What the task asks ▸ All that is needed is an exact repetition of the lines from the one containing "Query: lichen on wood" through the final line of the material, without pictures.

= = = =

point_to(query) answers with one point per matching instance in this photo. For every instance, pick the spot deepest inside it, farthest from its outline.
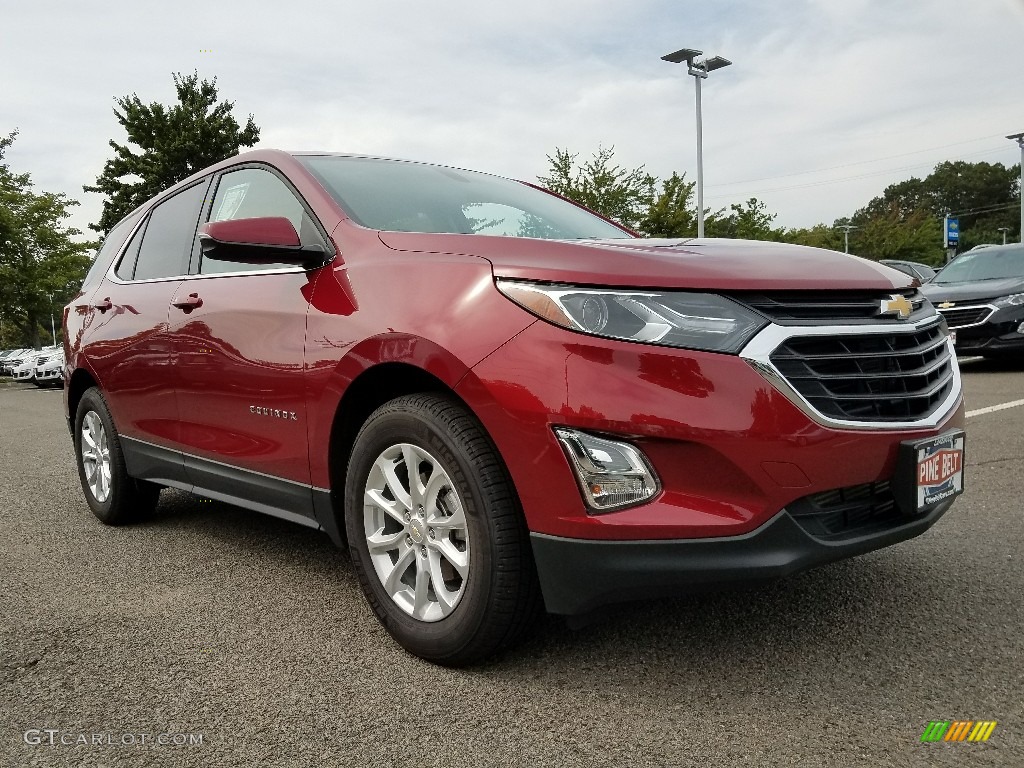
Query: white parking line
(993, 409)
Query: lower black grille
(849, 512)
(869, 377)
(969, 315)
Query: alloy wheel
(95, 457)
(416, 531)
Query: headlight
(675, 318)
(1013, 300)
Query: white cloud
(815, 84)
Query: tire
(452, 576)
(113, 496)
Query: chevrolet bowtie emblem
(897, 305)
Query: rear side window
(166, 244)
(112, 244)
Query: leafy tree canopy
(904, 222)
(173, 142)
(41, 265)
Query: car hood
(973, 290)
(720, 264)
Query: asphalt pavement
(241, 640)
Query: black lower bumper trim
(581, 574)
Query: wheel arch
(368, 391)
(81, 380)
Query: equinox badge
(275, 413)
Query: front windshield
(398, 196)
(986, 263)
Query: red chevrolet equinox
(498, 400)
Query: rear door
(238, 333)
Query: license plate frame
(929, 472)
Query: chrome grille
(968, 315)
(786, 307)
(869, 377)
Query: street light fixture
(1019, 138)
(846, 236)
(698, 68)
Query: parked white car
(26, 371)
(49, 369)
(13, 358)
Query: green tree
(174, 142)
(748, 221)
(672, 214)
(819, 236)
(894, 236)
(622, 195)
(41, 264)
(983, 196)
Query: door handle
(188, 303)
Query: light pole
(846, 236)
(698, 69)
(1019, 138)
(53, 333)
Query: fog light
(611, 474)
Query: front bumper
(579, 576)
(998, 335)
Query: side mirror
(267, 240)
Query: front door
(237, 336)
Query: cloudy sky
(826, 102)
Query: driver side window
(252, 193)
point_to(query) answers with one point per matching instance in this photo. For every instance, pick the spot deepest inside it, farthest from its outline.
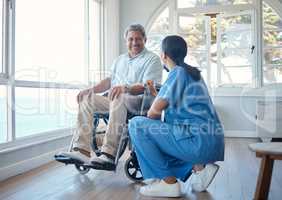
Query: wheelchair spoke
(134, 173)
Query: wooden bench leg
(264, 178)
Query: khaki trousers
(117, 109)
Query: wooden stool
(268, 152)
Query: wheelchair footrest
(101, 167)
(67, 160)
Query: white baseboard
(27, 165)
(241, 134)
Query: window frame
(7, 79)
(257, 70)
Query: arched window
(272, 43)
(222, 41)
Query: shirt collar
(138, 55)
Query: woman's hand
(151, 87)
(83, 93)
(156, 109)
(117, 91)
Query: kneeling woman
(189, 140)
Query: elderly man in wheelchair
(129, 74)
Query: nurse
(189, 140)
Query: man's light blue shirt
(144, 66)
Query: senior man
(129, 73)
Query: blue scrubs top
(189, 105)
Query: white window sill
(34, 140)
(274, 90)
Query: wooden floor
(236, 180)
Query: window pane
(1, 35)
(272, 38)
(3, 114)
(273, 56)
(41, 110)
(199, 3)
(195, 31)
(190, 3)
(95, 68)
(272, 74)
(270, 18)
(236, 39)
(236, 23)
(236, 75)
(236, 57)
(50, 41)
(158, 31)
(197, 58)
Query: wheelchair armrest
(100, 115)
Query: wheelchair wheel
(132, 169)
(82, 169)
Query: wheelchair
(131, 167)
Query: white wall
(135, 11)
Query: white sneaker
(76, 155)
(200, 180)
(161, 189)
(150, 181)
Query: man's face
(135, 42)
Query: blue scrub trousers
(162, 151)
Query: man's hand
(83, 93)
(151, 87)
(117, 91)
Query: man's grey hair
(135, 27)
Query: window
(272, 38)
(50, 41)
(1, 37)
(56, 44)
(221, 38)
(158, 30)
(96, 69)
(3, 114)
(196, 31)
(201, 3)
(41, 110)
(235, 49)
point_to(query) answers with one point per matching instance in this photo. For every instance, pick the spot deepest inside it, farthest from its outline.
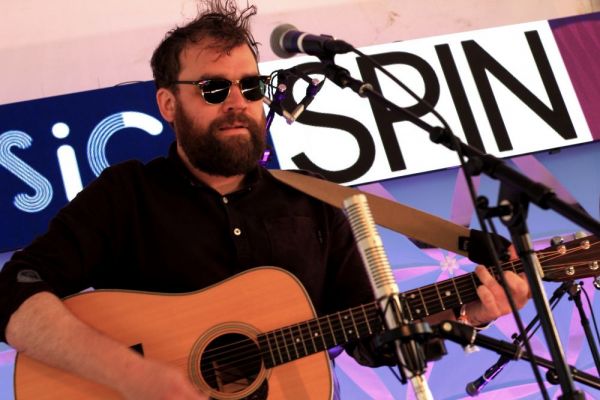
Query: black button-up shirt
(154, 227)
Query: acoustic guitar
(256, 335)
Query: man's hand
(153, 380)
(492, 299)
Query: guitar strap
(398, 217)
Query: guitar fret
(474, 281)
(262, 339)
(423, 302)
(280, 344)
(342, 326)
(335, 341)
(274, 333)
(362, 307)
(287, 350)
(294, 342)
(415, 306)
(312, 339)
(457, 292)
(354, 323)
(320, 330)
(404, 302)
(300, 339)
(437, 290)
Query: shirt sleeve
(62, 260)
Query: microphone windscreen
(276, 40)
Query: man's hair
(221, 22)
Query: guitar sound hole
(230, 363)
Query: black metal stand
(517, 225)
(466, 335)
(528, 191)
(475, 387)
(575, 295)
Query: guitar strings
(223, 354)
(431, 293)
(460, 283)
(304, 331)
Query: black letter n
(481, 62)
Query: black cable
(591, 312)
(472, 194)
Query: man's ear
(166, 103)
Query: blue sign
(50, 148)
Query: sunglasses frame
(201, 84)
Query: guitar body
(180, 328)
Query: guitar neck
(562, 262)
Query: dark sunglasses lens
(253, 87)
(215, 91)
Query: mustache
(234, 118)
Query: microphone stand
(575, 295)
(466, 335)
(475, 387)
(520, 188)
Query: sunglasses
(216, 90)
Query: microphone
(474, 388)
(311, 91)
(286, 41)
(410, 353)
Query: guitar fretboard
(296, 341)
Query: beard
(219, 155)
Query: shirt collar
(252, 178)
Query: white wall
(62, 46)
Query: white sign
(504, 90)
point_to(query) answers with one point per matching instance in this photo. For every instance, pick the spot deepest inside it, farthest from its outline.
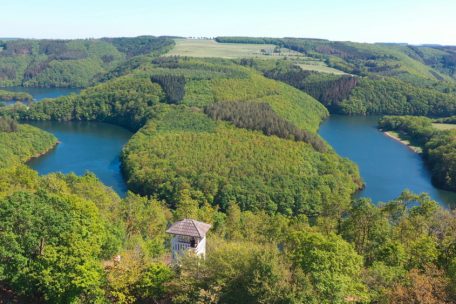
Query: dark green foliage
(438, 146)
(329, 89)
(393, 96)
(71, 63)
(172, 85)
(8, 125)
(261, 117)
(127, 101)
(15, 96)
(46, 240)
(221, 164)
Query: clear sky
(412, 21)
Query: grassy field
(211, 48)
(319, 66)
(441, 126)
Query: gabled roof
(189, 227)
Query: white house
(188, 234)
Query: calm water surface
(85, 146)
(387, 166)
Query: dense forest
(19, 143)
(70, 63)
(439, 146)
(382, 78)
(59, 234)
(234, 144)
(183, 148)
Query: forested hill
(70, 63)
(380, 79)
(255, 136)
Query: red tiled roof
(189, 227)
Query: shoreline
(406, 143)
(43, 153)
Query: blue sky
(412, 21)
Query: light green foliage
(332, 263)
(210, 48)
(438, 145)
(229, 164)
(15, 96)
(50, 245)
(70, 63)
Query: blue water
(386, 166)
(85, 146)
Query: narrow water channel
(386, 166)
(85, 146)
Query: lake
(85, 146)
(386, 166)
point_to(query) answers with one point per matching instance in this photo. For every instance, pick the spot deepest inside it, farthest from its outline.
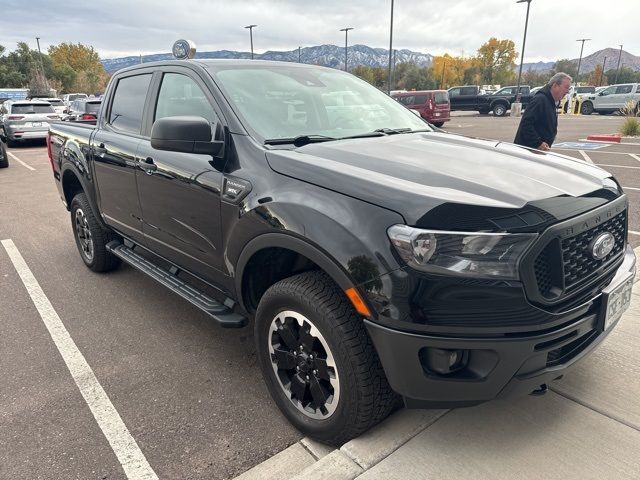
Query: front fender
(344, 236)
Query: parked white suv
(612, 99)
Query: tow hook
(541, 390)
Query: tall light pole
(444, 66)
(524, 40)
(390, 47)
(618, 67)
(46, 84)
(251, 27)
(580, 59)
(346, 32)
(602, 72)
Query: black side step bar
(218, 311)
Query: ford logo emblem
(603, 245)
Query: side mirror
(185, 134)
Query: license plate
(617, 301)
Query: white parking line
(617, 166)
(131, 458)
(20, 161)
(585, 156)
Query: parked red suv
(433, 105)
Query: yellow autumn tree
(80, 65)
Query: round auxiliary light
(184, 49)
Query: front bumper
(497, 365)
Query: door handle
(148, 165)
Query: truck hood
(414, 173)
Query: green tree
(496, 60)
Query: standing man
(539, 123)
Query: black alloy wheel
(318, 361)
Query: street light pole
(580, 59)
(346, 32)
(390, 48)
(444, 66)
(42, 65)
(250, 27)
(618, 67)
(524, 41)
(602, 72)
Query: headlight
(465, 254)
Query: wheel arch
(297, 256)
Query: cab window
(181, 95)
(128, 103)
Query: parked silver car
(612, 99)
(22, 120)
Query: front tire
(91, 237)
(4, 158)
(318, 361)
(499, 110)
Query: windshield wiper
(300, 140)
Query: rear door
(181, 196)
(115, 146)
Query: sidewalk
(586, 427)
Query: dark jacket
(539, 121)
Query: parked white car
(67, 98)
(57, 104)
(612, 99)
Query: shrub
(631, 125)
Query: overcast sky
(117, 28)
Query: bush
(631, 125)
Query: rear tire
(91, 237)
(4, 158)
(318, 361)
(500, 110)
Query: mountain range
(333, 56)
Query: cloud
(120, 28)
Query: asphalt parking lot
(188, 394)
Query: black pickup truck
(375, 257)
(471, 98)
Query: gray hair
(558, 78)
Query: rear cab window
(441, 98)
(31, 108)
(128, 103)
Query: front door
(180, 196)
(114, 154)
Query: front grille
(566, 265)
(577, 258)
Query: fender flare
(298, 245)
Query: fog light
(444, 361)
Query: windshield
(28, 108)
(281, 101)
(93, 107)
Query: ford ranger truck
(375, 258)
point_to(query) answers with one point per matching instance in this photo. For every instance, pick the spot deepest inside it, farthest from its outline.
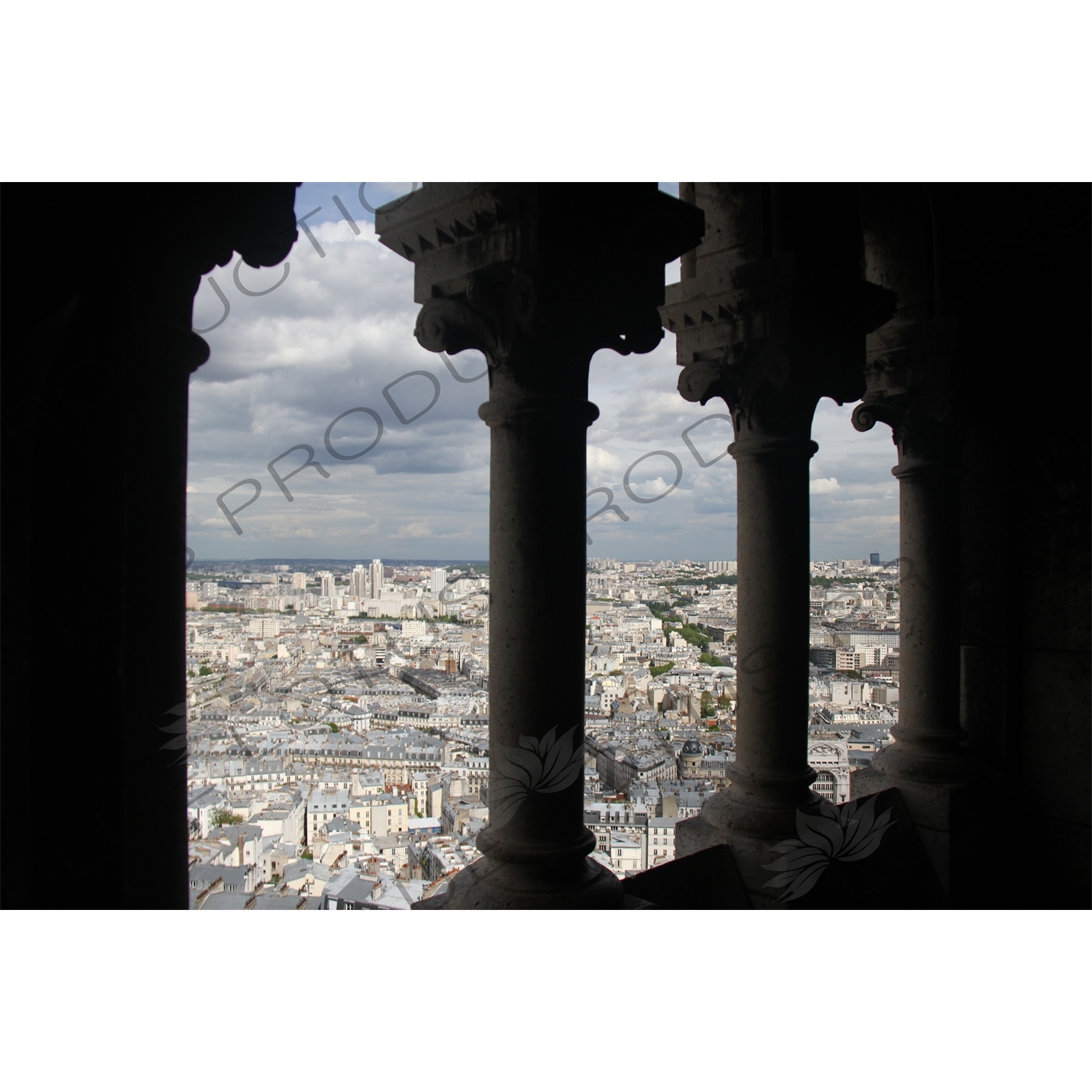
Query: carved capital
(504, 269)
(771, 343)
(908, 389)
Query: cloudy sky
(338, 330)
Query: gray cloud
(340, 329)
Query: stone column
(908, 381)
(772, 319)
(496, 271)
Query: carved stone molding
(502, 268)
(908, 389)
(771, 342)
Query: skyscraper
(360, 582)
(439, 581)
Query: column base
(751, 854)
(488, 885)
(936, 810)
(749, 831)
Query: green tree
(222, 817)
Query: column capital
(773, 336)
(906, 381)
(529, 274)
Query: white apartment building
(323, 806)
(627, 854)
(661, 840)
(828, 755)
(382, 814)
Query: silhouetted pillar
(98, 351)
(908, 384)
(500, 268)
(772, 318)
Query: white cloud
(340, 329)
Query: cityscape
(336, 727)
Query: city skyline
(325, 354)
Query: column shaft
(537, 541)
(770, 773)
(928, 736)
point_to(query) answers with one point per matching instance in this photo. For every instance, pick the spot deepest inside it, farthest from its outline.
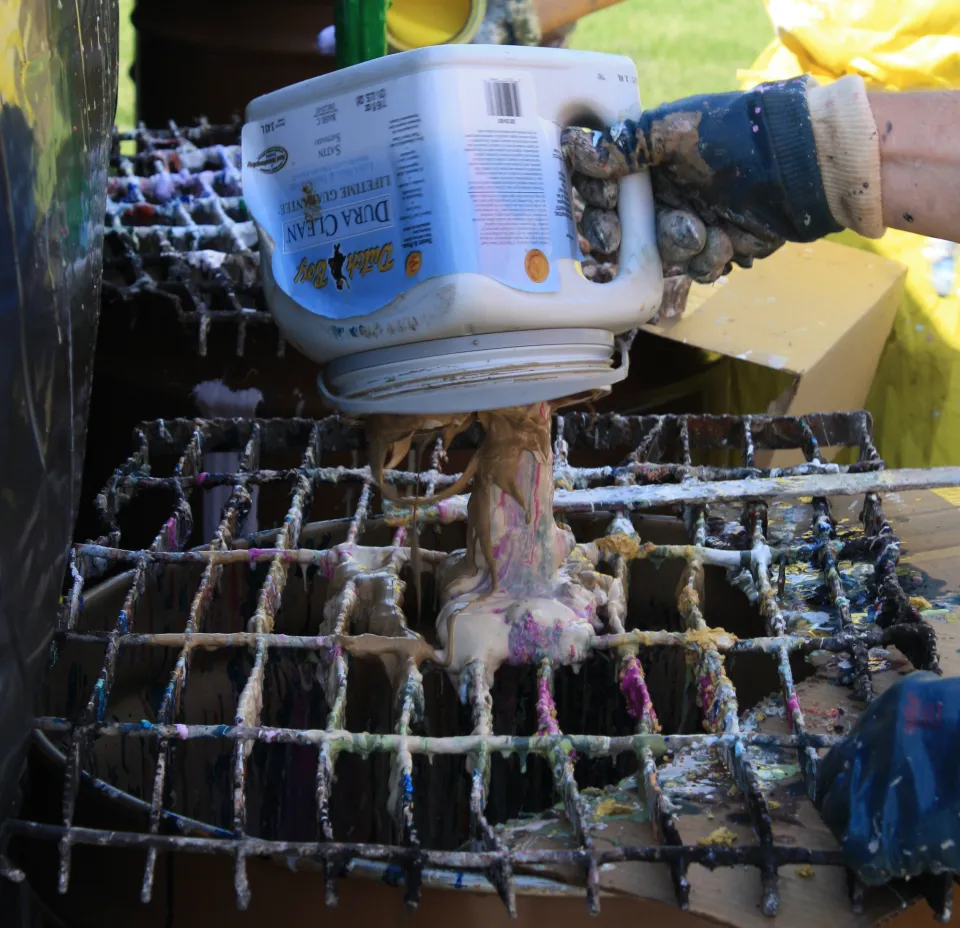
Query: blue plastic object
(890, 792)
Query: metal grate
(178, 230)
(727, 511)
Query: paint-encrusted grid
(656, 472)
(178, 230)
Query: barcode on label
(503, 98)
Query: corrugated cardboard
(805, 328)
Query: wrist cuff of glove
(787, 119)
(848, 149)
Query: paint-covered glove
(890, 791)
(735, 175)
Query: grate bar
(174, 532)
(564, 782)
(500, 873)
(234, 513)
(710, 856)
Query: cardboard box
(803, 331)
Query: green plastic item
(361, 30)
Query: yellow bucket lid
(418, 23)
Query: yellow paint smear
(621, 544)
(721, 835)
(710, 638)
(613, 807)
(950, 494)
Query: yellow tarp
(893, 45)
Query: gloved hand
(890, 791)
(735, 175)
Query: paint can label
(442, 172)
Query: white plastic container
(416, 235)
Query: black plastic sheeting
(58, 90)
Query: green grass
(125, 92)
(680, 46)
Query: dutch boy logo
(270, 160)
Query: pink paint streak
(634, 689)
(546, 710)
(793, 705)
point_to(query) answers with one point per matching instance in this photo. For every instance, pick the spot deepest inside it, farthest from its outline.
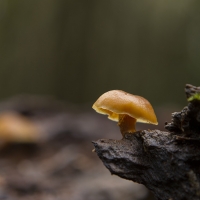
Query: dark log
(168, 163)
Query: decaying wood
(168, 163)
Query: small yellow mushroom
(126, 109)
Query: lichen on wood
(166, 162)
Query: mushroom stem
(126, 124)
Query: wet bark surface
(60, 164)
(166, 162)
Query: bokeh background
(76, 50)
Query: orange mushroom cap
(116, 102)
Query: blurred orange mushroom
(17, 128)
(126, 109)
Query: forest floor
(59, 164)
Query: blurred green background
(76, 50)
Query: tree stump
(167, 163)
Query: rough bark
(168, 163)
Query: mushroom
(126, 109)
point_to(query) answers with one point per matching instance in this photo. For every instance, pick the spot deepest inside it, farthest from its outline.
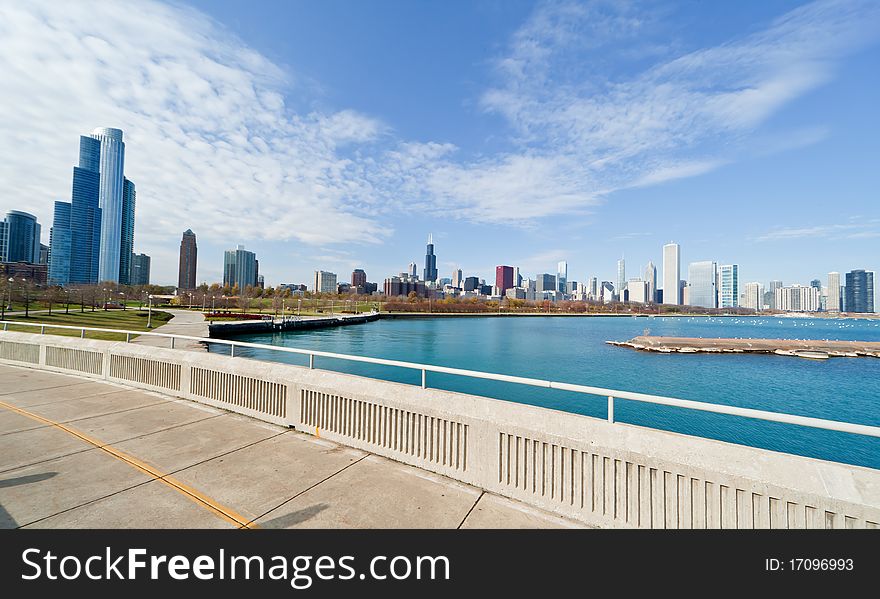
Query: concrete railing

= = = =

Response box ▸
Query: lichen on wood
(166, 162)
Query: mushroom stem
(126, 124)
Query: wet bark surface
(60, 164)
(166, 162)
Query: bokeh background
(76, 50)
Query: orange mushroom cap
(116, 102)
Query: blurred orange mushroom
(17, 128)
(126, 109)
Query: forest floor
(59, 164)
Query: blurred green background
(76, 50)
Query: tree stump
(167, 163)
Query: rough bark
(168, 163)
Query: mushroom
(126, 109)
point_to(query) answers with one point per matching instance in this photo. For every instance, pick the spot deepest inside it, farthest from its outline.
Query: concrete railing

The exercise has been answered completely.